## Aim of the task
Gather every line of the items below that contains the word "each".

## Working data
────
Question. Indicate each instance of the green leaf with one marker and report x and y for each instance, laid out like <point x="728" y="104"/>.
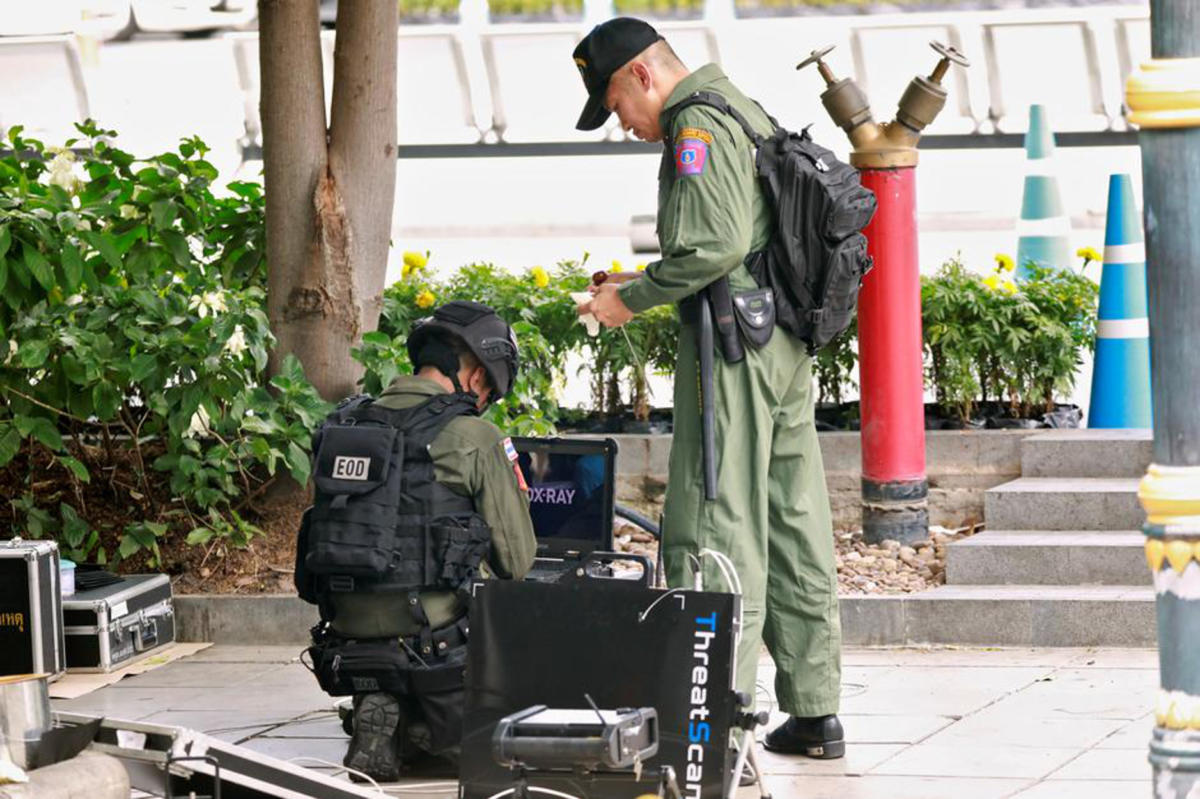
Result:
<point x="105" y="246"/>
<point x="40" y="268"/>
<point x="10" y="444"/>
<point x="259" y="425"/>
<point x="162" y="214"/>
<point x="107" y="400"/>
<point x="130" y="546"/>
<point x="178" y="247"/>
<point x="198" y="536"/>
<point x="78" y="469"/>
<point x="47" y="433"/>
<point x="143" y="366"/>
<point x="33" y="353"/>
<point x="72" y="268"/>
────
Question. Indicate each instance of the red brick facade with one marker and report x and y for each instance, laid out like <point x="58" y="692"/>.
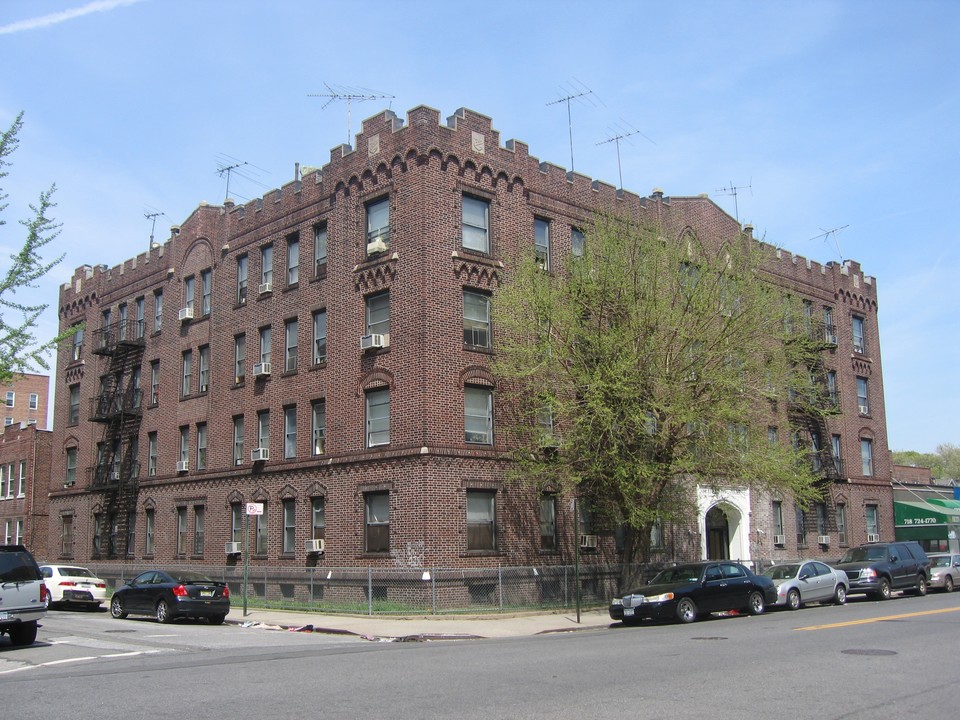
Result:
────
## Full solution
Question. Indicate each instance of the green leaf with one marker and report x and y for each instance, laid out like <point x="728" y="104"/>.
Question. Indicate each instance of the red brick facade with one marker and report x and y for each instance, laid out like <point x="58" y="692"/>.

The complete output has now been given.